● **WHAT TO WORK ON**
A. Decide whether each statement below agrees with the tribute poem about Jim, a Vietnam War veteran, answering yes or no and quoting the deciding words: (i) Jim hoped to become an accountant; (ii) Jim was assigned to a tank unit; (iii) Jim fled to Canada to avoid the draft.
B. List every place name in the tribute poem about Jim that refers to a town, state, country, region, or Army post.
C. Resume the tribute poem about Jim, a Vietnam War veteran, from where it stops.

● **EXTRACTED TEXT**
A Friend Dies – Another Vietnam War Hero is Laid to Rest

Reserved, introverted, a smile for a friend here or there.

Intellectually astute, few knew him .

Hi Jim, we would say, as he passed by

head down, was he thinking or avoiding eye contact?

 

Over a beer at Blackwelders  in Salisbury he’d talk a bit about his home town,

 A farming village tucked away in Southern PA.

Nothing much happened there , which suited Jim just fine.

Jim wanted to be a numbers cruncher, an accountant.

A quiet contributor in  an honest firm .

The 1st in his family to graduate from college, he would succeed.

 

Graduation came, followed by a “ Uncle Sam wants you” letter.

Stoic, resigned, no flight to Canada for this young patriot.

Off to Fort Knox, just tell me what to do made him ideal for the ARMY.

A follower rather than a leader, Jim was assigned to a rifle company.

An expert marksman, he became a man, a real man.

Fighting for what was right in South East Asia.

 

The rice fields of Vietnam claimed the future of this brave American.

Jim later said he was not a  hero.  His Company was overrun by the Viet Cong.

Death everywhere. He was flown out by helicopter.

He lost most of his eyesight.  Skin was raw and ravaged. Legs weakened.

 

 I saw Jim in a vocational rehab program several years after the war.

Struggling to walk, straining to see in the sunlight, Jim offered his

hand, we exchanged hugs.  How are you doing I awkwardly asked?

I’m ok – getting along he muttered..

 

A purple heart winner – Jim wanted to remain anonymous.. Didn’t want  to

talk about the lives he saved. 

He returned to the village from whence he was raised.  There were rumors of his heroism.

(Collected data)
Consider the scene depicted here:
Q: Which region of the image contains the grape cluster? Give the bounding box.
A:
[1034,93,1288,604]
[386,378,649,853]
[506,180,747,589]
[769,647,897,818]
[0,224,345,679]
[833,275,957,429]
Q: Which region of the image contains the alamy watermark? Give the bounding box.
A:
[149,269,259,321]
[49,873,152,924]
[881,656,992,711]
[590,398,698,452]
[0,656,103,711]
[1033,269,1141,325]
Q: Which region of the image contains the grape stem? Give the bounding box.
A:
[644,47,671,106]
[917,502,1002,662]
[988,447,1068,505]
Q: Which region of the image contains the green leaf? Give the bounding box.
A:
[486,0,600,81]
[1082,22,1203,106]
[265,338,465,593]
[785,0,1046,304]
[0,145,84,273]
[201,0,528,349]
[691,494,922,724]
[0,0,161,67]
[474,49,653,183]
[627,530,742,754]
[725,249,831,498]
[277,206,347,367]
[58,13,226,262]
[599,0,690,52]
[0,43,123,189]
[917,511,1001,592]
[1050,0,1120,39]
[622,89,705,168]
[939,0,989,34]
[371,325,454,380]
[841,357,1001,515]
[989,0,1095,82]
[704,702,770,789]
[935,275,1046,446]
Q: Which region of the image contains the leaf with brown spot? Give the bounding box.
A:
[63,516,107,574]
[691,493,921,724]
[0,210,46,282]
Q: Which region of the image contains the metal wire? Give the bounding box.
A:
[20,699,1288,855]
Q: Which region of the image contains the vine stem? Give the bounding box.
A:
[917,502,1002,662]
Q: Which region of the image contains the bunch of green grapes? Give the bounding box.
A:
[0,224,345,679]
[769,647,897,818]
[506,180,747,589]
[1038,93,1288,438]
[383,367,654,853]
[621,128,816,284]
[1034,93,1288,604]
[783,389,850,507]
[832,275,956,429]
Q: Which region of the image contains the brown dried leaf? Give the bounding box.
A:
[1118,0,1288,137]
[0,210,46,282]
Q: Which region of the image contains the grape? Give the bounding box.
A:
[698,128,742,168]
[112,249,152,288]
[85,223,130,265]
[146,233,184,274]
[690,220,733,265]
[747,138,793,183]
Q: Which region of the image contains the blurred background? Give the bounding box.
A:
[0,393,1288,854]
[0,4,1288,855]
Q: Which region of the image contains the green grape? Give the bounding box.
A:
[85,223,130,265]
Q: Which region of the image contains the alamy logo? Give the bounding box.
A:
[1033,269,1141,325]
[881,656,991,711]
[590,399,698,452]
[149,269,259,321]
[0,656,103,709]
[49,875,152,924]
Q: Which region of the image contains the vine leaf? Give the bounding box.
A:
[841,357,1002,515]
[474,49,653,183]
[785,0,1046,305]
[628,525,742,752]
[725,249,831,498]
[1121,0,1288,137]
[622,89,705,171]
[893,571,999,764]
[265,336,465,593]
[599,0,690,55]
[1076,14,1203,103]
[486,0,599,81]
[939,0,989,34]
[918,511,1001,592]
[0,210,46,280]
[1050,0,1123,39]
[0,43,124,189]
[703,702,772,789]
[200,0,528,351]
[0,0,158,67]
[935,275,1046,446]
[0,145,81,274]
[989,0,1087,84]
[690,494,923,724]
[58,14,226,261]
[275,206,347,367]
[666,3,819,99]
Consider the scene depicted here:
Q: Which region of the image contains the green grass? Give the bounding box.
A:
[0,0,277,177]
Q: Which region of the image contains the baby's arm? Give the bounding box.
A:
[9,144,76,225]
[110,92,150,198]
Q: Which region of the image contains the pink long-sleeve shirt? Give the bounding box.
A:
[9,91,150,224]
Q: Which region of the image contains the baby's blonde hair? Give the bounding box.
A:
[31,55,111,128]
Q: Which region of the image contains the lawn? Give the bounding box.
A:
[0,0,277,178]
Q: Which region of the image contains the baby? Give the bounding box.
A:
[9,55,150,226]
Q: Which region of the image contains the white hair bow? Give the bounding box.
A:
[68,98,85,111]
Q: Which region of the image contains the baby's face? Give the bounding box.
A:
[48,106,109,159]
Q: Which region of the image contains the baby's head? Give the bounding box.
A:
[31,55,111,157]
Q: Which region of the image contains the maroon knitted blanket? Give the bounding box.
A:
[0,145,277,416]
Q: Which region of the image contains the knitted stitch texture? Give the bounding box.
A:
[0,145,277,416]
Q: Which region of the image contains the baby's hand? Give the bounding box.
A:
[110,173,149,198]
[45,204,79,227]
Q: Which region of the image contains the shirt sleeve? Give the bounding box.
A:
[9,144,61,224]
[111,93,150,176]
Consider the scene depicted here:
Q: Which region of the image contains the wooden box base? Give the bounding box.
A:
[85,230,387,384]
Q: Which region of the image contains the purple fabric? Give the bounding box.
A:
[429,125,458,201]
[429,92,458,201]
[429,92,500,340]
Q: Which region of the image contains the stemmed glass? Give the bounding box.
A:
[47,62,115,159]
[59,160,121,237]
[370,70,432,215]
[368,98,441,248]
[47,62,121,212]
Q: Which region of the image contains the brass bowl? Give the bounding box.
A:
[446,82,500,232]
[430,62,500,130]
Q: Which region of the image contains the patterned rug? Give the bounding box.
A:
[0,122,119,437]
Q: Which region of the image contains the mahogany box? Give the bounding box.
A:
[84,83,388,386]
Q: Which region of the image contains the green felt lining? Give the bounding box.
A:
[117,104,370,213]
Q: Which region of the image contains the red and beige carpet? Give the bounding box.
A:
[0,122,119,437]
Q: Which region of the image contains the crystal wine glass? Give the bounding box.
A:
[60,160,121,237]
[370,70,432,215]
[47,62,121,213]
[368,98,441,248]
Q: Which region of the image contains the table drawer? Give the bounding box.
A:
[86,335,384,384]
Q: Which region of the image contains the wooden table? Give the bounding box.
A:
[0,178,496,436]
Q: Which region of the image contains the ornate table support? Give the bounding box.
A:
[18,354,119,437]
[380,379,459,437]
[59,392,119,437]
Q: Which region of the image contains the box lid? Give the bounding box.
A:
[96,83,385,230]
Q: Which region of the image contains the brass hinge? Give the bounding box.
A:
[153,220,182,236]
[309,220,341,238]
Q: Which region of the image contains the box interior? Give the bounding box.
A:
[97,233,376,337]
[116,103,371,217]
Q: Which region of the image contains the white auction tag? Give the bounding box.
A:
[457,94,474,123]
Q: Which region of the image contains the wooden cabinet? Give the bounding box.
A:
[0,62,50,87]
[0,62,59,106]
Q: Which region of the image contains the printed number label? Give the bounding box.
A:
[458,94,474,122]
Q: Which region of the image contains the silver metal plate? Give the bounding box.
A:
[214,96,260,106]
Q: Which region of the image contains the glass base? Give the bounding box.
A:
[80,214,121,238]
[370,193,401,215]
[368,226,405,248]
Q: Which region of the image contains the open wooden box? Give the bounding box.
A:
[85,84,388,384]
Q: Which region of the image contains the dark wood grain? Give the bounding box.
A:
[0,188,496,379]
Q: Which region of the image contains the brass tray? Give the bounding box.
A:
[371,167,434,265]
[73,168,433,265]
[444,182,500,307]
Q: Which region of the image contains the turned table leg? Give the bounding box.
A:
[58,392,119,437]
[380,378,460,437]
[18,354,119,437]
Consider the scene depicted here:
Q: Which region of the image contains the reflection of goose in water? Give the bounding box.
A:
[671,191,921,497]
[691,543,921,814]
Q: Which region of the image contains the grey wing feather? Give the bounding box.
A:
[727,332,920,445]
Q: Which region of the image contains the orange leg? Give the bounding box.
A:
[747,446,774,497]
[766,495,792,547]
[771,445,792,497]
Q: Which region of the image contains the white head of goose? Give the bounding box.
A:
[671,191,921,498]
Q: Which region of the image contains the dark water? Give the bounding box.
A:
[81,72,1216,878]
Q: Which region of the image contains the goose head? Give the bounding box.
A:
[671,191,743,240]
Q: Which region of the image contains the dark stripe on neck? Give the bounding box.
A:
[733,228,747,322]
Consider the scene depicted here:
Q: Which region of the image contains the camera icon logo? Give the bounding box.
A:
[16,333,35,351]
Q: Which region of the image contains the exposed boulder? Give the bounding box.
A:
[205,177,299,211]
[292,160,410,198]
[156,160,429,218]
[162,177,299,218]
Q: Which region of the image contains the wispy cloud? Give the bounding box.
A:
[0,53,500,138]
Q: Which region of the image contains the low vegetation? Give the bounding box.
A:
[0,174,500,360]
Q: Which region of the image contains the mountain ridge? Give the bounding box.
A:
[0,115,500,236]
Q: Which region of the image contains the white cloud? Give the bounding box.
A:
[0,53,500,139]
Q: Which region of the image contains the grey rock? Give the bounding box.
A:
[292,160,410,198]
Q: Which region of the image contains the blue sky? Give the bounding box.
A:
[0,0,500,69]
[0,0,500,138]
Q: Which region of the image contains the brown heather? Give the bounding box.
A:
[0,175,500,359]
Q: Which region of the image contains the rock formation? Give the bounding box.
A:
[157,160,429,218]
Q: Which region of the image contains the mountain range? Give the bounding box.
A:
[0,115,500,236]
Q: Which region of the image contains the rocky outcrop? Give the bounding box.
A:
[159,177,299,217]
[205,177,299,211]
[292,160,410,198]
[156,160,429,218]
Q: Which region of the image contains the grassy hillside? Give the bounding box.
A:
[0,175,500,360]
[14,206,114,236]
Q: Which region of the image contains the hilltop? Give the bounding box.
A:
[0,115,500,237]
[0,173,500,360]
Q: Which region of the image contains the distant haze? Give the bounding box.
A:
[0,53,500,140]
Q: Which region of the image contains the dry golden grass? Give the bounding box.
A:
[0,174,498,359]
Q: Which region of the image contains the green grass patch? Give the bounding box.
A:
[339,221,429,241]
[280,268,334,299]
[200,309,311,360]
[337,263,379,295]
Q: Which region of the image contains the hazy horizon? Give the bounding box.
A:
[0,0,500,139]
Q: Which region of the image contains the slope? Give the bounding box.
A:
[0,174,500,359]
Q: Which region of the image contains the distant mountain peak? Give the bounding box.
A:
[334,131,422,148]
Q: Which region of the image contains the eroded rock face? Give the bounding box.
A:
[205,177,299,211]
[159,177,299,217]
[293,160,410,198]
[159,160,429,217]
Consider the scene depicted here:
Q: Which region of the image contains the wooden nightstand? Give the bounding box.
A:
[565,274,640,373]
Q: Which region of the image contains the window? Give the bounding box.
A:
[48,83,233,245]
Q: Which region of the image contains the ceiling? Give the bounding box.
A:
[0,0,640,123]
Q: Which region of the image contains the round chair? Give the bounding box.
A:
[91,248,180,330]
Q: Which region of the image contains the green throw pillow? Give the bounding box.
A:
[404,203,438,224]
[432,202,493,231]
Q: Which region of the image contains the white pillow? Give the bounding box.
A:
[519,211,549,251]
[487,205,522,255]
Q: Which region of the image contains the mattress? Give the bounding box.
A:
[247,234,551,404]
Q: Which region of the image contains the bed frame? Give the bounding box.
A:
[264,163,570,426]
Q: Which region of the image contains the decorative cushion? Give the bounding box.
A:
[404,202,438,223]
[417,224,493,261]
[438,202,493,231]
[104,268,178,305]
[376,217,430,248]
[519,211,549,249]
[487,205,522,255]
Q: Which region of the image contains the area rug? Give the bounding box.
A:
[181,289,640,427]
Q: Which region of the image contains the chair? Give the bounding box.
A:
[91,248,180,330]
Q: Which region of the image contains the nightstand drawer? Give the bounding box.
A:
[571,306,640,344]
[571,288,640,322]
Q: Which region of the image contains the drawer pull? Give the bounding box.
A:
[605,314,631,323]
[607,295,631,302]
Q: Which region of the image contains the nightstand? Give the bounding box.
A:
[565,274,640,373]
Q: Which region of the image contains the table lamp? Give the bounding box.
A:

● **WRITTEN RESPONSES**
A.
(i) Yes: "Jim wanted to be a numbers cruncher, an accountant."
(ii) No: "Jim was assigned to a rifle company."
(iii) No: "no flight to Canada for this young patriot."

B. Salisbury, Southern PA, Canada, Fort Knox, South East Asia, Vietnam

C.
But Jim remained  silent. Home bound and separated from most of the community he didn’t

want others to see his scarred and maimed body.  A high school athlete reduced to an invalid.

Dependent on medical pain killers, crutches, darkened  glasses, his dream of being

an accountant faded and disappeared as the Grim Reaper stood and smirked in the doorway.

 

His story revealed posthumously.  One of those heroes whose names will not appear on the

Vietnam War Memorial.  One of thousands  who died quietly in the service of our country.

 

A tiny church yard in an out of the way town .

 Military honors.

Jim slowly and humbly laid to rest .  No reporters or TV.  No articles in the Baltimore papers.  Dust to

dust in the simplest of terms.

No listing on the nightly news. 

An intelligent young man, a product of the best this country has to offer.  Laid to rest without notice, or

acclaim.  His parents long since passed, a few neighbors stoically watched Jim enter hallowed  ground.

 

Vietnam?  The scars of this war are open and reeking pus to this day.  When I asked Jim how he was

doing, his dark, vacant, weary eyes said it all – he knew what could have been, how he could have raised

a family and given back to the Lord he revered and honored .  All denied, who would have this crippled

body? Incapable of making a living: denied the right to father children.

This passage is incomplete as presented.